(Pointing items)
Start
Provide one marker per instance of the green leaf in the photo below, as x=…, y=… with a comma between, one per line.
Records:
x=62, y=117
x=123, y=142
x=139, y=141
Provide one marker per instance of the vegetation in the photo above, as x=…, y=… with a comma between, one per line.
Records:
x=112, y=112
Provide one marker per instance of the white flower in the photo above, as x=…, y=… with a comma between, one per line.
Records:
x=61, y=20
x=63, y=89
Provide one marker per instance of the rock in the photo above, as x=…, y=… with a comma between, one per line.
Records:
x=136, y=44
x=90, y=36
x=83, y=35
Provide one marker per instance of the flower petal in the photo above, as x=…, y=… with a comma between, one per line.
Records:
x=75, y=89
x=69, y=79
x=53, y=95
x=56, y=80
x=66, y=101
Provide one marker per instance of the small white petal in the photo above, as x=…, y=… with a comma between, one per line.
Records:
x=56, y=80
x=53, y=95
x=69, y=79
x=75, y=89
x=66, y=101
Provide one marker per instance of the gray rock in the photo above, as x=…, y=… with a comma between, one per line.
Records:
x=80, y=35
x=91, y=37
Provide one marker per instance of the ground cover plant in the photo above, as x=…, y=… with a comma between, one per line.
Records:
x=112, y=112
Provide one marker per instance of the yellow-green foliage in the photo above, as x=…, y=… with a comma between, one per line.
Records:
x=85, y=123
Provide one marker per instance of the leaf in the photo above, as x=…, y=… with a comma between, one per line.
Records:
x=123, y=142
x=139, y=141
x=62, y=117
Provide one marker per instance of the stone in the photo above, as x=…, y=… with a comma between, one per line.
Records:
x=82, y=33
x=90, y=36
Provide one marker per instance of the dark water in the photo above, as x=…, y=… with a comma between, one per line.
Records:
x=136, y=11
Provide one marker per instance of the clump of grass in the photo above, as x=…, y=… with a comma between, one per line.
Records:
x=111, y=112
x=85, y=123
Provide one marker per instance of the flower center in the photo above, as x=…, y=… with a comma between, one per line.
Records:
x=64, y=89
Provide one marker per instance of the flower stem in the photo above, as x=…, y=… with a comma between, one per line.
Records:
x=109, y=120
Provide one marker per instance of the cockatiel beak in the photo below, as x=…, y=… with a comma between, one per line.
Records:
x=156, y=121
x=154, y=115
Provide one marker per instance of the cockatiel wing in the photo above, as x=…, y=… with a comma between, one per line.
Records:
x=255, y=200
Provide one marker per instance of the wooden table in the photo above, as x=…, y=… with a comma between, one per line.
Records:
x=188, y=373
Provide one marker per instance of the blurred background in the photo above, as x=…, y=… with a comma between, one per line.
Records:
End
**The request**:
Reproduce the items from the line containing "Provide one marker per instance of the cockatiel beak" through the end of the items, substituting "parakeet" for "cockatiel" and leaving everything else unchanged.

**Full output**:
Provide one marker per instance of the parakeet beak in the photo below, as x=…, y=… with a comma between, one per line.
Records:
x=156, y=121
x=154, y=115
Provide one marker per instance of the parakeet wing in the photo above, as x=…, y=… with a comma between, one per line.
Records:
x=255, y=200
Provide one marker per instance of the wooden table in the photo above, as x=…, y=… with a comma between, one per line.
Records:
x=188, y=373
Provide one marker per instance of the blurred background in the photo above, as x=…, y=… with a comma between, one per line.
Records:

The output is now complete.